__YOUR OBJECTIVE__. Repeat each line exactly as it is written.
# Start of MATERIAL
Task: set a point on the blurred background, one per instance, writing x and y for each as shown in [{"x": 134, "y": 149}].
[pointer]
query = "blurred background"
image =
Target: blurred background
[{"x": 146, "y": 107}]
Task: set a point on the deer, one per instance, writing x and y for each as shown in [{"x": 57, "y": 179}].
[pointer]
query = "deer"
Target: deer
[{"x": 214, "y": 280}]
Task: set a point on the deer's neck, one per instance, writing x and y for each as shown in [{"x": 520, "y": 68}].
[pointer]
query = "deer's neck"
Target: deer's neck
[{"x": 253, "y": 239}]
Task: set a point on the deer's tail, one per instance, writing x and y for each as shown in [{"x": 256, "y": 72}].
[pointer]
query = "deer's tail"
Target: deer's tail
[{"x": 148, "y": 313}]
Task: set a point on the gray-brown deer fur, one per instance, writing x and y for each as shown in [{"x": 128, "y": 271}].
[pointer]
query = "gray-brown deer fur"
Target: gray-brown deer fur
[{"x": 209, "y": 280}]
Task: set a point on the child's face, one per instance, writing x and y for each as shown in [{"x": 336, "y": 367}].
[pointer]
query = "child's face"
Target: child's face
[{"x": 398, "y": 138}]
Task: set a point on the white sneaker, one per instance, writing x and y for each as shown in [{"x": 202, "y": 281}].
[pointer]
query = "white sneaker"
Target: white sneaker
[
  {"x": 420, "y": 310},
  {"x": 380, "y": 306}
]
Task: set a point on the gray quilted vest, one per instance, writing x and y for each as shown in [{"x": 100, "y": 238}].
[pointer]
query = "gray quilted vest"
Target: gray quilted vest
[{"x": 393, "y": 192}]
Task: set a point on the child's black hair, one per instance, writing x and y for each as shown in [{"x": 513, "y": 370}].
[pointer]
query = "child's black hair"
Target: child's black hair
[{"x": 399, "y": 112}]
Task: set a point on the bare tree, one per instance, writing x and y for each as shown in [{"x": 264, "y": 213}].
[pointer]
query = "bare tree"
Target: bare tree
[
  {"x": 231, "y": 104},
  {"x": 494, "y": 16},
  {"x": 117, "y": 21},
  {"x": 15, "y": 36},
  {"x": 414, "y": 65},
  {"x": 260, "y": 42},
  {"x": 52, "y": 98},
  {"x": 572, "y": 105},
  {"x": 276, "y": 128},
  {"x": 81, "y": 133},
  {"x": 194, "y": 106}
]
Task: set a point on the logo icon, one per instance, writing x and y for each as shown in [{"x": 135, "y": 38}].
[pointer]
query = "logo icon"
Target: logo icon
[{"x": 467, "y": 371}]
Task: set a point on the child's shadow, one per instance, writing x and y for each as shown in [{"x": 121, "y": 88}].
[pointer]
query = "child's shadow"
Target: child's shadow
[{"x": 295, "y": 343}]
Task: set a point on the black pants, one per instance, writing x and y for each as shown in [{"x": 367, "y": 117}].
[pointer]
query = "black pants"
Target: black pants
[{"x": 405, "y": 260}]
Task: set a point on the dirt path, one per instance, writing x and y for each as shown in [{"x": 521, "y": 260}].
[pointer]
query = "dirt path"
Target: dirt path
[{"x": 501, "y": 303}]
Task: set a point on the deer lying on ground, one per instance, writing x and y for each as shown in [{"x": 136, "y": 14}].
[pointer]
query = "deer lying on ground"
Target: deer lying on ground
# End of MATERIAL
__WORKED SOLUTION__.
Task: set a point on the blurred background, one per instance, writing x and y for each as shown in [{"x": 134, "y": 149}].
[pointer]
query = "blurred background"
image =
Target: blurred background
[{"x": 146, "y": 107}]
Task: set a point on the deer, one per instance, writing x and y for each as shown in [{"x": 57, "y": 179}].
[pointer]
query = "deer"
Target: deer
[{"x": 214, "y": 280}]
Task: set a point on the deer's neck, one per instance, writing x and y for each as shown in [{"x": 520, "y": 68}].
[pointer]
query = "deer's neck"
Target: deer's neck
[{"x": 253, "y": 239}]
Task: set a point on the deer's tail, one per instance, writing x and y for each as shown in [{"x": 256, "y": 72}].
[pointer]
query = "deer's tail"
Target: deer's tail
[{"x": 148, "y": 313}]
Task: set a point on the gray-brown deer fur, one per instance, writing x and y for each as shown in [{"x": 128, "y": 271}].
[pointer]
query = "gray-brown deer fur"
Target: gray-brown deer fur
[{"x": 209, "y": 280}]
Task: set a point on the child's face, one per instance, writing x and y for each as shown in [{"x": 336, "y": 367}].
[pointer]
query = "child's face"
Target: child's face
[{"x": 398, "y": 138}]
Task: set a point on the white sneaker, one per instance, writing x and y for each as shown in [{"x": 202, "y": 281}].
[pointer]
query = "white sneaker"
Target: white sneaker
[
  {"x": 420, "y": 310},
  {"x": 380, "y": 306}
]
Task: set a point on the gray quilted vest, one per instance, writing x and y for each as shown in [{"x": 100, "y": 238}].
[pointer]
query = "gray quilted vest"
Target: gray quilted vest
[{"x": 393, "y": 192}]
Task: set a point on the child's black hair, one per instance, writing x and y for each as shown in [{"x": 513, "y": 370}].
[pointer]
query = "child's black hair"
Target: child's black hair
[{"x": 399, "y": 112}]
Task: set a point on the bare tree, one per instance, writing x and y for each as shown in [{"x": 264, "y": 213}].
[pointer]
query = "bare tree"
Target: bare tree
[
  {"x": 231, "y": 104},
  {"x": 494, "y": 16},
  {"x": 117, "y": 21},
  {"x": 15, "y": 36},
  {"x": 414, "y": 65},
  {"x": 260, "y": 42},
  {"x": 52, "y": 98},
  {"x": 572, "y": 105},
  {"x": 276, "y": 128},
  {"x": 81, "y": 133},
  {"x": 194, "y": 106}
]
Task: set a point on the logo icon, one per instance, writing x and y for each as shown in [{"x": 135, "y": 38}].
[pointer]
query = "logo icon"
Target: logo icon
[{"x": 467, "y": 371}]
Task: set a point on the child's shadow, one per instance, writing x and y for each as shown in [{"x": 121, "y": 88}].
[pointer]
query = "child's shadow"
Target: child's shadow
[{"x": 295, "y": 343}]
Task: set a point on the black pants, one per instance, writing x and y for each as shown in [{"x": 367, "y": 117}].
[pointer]
query = "black pants"
Target: black pants
[{"x": 405, "y": 260}]
Task: set a point on the dirt path, one per instance, writing x and y for each as shown in [{"x": 521, "y": 260}].
[pointer]
query = "dirt path"
Target: dirt path
[{"x": 501, "y": 303}]
Task: set a point on the deer lying on ground, one per instance, writing x and y for each as shown in [{"x": 136, "y": 14}].
[pointer]
query = "deer lying on ground"
Target: deer lying on ground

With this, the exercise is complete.